→ СПИСОК СТРОК:
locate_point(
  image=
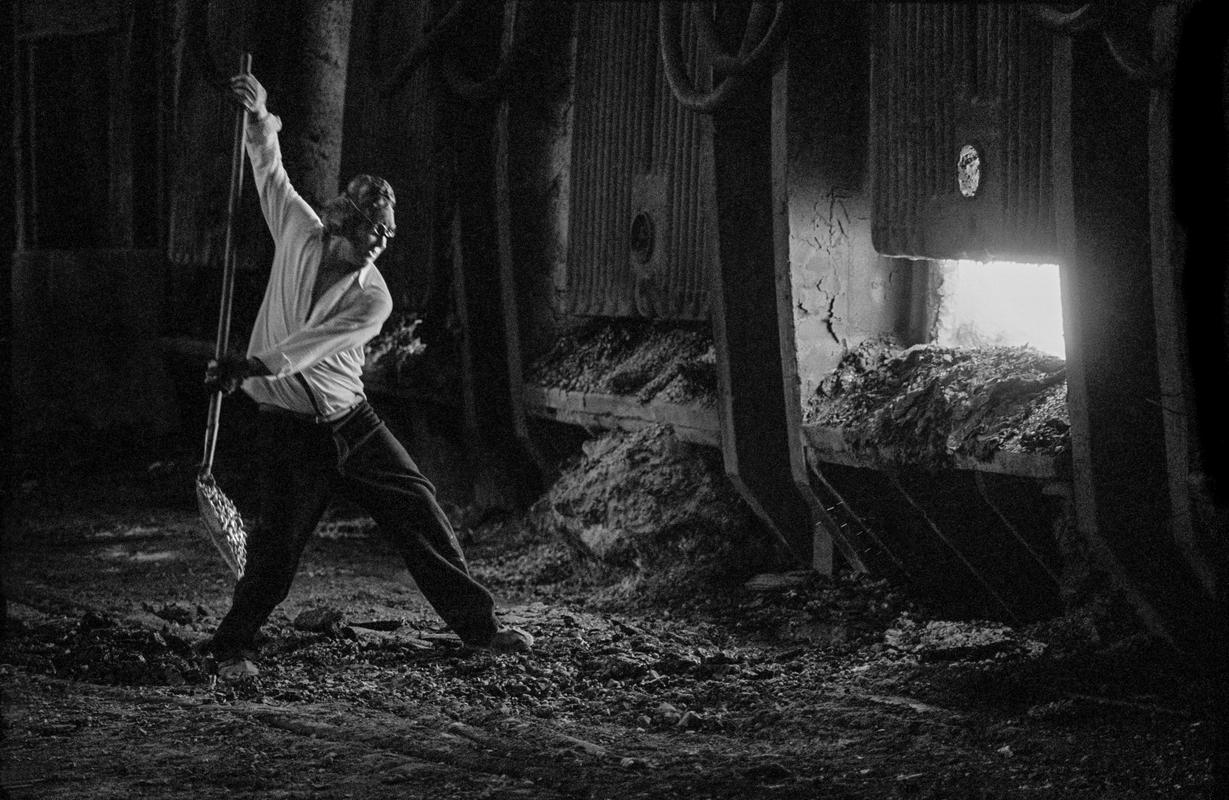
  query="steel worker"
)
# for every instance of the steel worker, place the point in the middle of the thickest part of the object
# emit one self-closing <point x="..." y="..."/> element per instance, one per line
<point x="317" y="434"/>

→ ЧТО НУЖНО СДЕЛАТЬ: Пожалуйста, обновите эти строки, заменив "steel worker" на "welder", а всё остальное оставив без изменений. Картинки в ответ не включайте.

→ РЕШЕНИЕ ЗАДАНИЯ:
locate_point(
  image=
  query="welder"
)
# for every instance of the welder, place the point in the middle of the thickest part of the object
# emit one self-closing <point x="..." y="..."/> element per instance, one per line
<point x="317" y="434"/>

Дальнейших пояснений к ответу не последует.